_Task prompt_. Copy the listing from the line with "(format x=490, y=188)" up to and including the line with "x=503, y=259", keeping every line but shifting each answer point by adding 22 to both its x and y coordinates. Leave the numbers in the format samples unchanged.

_Provided data_.

+-------+

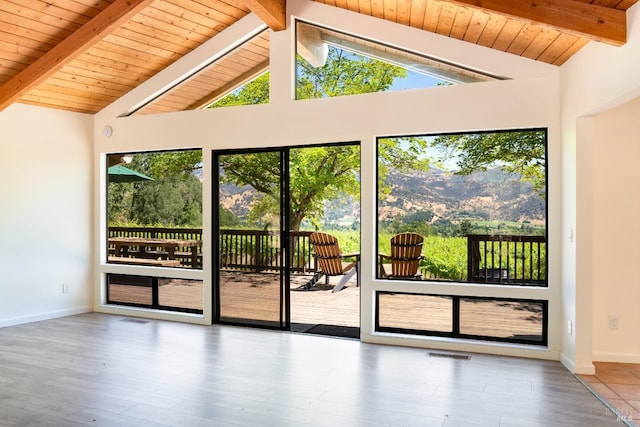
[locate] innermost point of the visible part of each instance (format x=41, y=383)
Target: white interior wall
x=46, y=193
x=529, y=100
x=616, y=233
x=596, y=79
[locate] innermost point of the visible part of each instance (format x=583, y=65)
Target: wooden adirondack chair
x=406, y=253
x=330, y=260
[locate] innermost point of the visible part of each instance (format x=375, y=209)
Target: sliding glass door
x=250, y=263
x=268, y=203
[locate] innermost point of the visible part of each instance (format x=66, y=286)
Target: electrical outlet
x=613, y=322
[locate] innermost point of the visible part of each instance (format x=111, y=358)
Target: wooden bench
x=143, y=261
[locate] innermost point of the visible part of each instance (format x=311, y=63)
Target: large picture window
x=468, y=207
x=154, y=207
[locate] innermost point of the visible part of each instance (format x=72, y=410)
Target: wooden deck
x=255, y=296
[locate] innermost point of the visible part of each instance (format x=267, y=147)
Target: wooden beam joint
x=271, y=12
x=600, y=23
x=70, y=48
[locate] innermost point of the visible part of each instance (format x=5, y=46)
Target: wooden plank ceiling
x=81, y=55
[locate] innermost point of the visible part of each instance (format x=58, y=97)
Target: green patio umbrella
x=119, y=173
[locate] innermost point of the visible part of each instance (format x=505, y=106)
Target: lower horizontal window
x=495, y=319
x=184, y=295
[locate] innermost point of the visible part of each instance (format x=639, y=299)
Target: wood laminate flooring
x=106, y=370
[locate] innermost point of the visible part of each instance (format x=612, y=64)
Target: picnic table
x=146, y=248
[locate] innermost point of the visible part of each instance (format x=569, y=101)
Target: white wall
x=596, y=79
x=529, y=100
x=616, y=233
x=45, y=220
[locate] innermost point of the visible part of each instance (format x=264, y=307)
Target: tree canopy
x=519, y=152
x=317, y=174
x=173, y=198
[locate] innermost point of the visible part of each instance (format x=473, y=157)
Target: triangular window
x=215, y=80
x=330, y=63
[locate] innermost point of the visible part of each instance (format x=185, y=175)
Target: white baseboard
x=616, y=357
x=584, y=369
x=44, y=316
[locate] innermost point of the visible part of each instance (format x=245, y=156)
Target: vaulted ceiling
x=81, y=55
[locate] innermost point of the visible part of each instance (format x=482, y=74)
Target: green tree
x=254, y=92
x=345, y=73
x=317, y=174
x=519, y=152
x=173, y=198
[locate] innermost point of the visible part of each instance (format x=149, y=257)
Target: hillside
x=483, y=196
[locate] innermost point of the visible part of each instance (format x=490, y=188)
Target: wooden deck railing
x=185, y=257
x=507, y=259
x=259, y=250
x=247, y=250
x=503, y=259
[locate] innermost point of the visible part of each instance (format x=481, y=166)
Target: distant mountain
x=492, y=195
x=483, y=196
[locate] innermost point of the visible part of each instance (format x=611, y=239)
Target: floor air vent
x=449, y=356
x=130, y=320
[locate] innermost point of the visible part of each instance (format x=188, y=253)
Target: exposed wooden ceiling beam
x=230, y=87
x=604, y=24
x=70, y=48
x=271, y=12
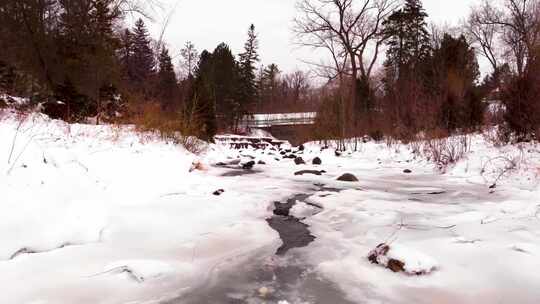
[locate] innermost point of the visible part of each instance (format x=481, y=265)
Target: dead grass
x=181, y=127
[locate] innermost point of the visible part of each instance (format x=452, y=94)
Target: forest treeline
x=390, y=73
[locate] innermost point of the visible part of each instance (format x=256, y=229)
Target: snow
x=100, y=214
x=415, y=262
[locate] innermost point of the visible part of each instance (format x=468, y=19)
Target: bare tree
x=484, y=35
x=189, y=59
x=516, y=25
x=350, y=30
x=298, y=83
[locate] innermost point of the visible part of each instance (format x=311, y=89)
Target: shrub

+-------+

_Right answer_.
[locate] innermost point of the visible part of each instance (format x=490, y=188)
Target: wooden deck railing
x=207, y=279
x=529, y=281
x=281, y=272
x=269, y=272
x=525, y=281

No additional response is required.